Task goal -> From the passage on the C-FF block, output the stretch from "The C-FF block 960 operates" through "[K₁, K₂, . . . , K_N]." word for word.

Supplied passage ->

===============

The C-FF block 960 operates in a similar manner, except that the C-FF block 960 generates the global query matrix 1235 and the global key matrix 1255 by applying causal attention (CA) layers 1230/1250, which will be described in greater detail below with regard to FIG. 13. As illustrated in FIG. 12, the C-FF block 960 may process the query matrix 1215 using a first CA layer 1230 to generate the global query matrix 1235, denoted as [Q₁, Q₂, . . . , Q_N].

The C-FF block 960 may include a first combiner 1240 configured to perform an element-wise product between the global query matrix 1235 and the key matrix 1225 to generate a first product matrix 1245, denoted as [P₁, P₂, . . . , P_N]. The C-FF block 960 may process the product matrix 1245 using a second CA layer 1250 to generate the global key matrix 1255, denoted as [K₁, K₂, . . . , K_N].

The C-FF block 960 may include a second combiner 1260 configured to perform an element-wise product between the global key matrix 1255 and the query matrix 1215 (e.g., in place of the value vector) to generate a second product matrix (not illustrated). The C-FF block 960 also includes an output transform layer 1270 configured to perform a linear transformation to the second product matrix to learn its hidden representation and generate a transform matrix 1275, denoted as R=[r₁, r₂, . . . , r_N]. Finally, a summing layer 1280 is configured to add the transform matrix 1275 to the input data 1205 to form the output data 1285 of the C-FF block 960, denoted as [y₁, y₂, . . . , y_N].

===============

Excerpt from a dataset ->

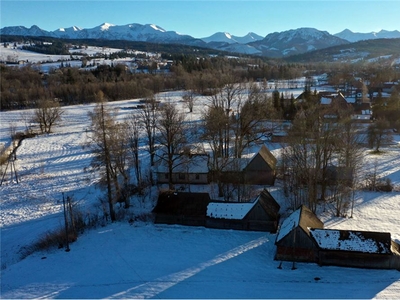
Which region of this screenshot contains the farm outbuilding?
[211,145,277,185]
[153,191,211,226]
[206,189,280,232]
[275,205,400,270]
[243,145,276,185]
[275,205,324,262]
[153,190,280,232]
[310,229,400,270]
[156,154,209,184]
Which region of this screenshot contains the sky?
[0,0,400,38]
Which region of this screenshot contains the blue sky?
[0,0,400,38]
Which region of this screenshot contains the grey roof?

===============

Solution for this exercise ->
The C-FF block 960 operates in a similar manner, except that the C-FF block 960 generates the global query matrix 1235 and the global key matrix 1255 by applying causal attention (CA) layers 1230/1250, which will be described in greater detail below with regard to FIG. 13. As illustrated in FIG. 12, the C-FF block 960 may process the query matrix 1215 using a first CA layer 1230 to generate the global query matrix 1235, denoted as [Q₁, Q₂, . . . , Q_N].

The C-FF block 960 may include a first combiner 1240 configured to perform an element-wise product between the global query matrix 1235 and the key matrix 1225 to generate a first product matrix 1245, denoted as [P₁, P₂, . . . , P_N]. The C-FF block 960 may process the product matrix 1245 using a second CA layer 1250 to generate the global key matrix 1255, denoted as [K₁, K₂, . . . , K_N].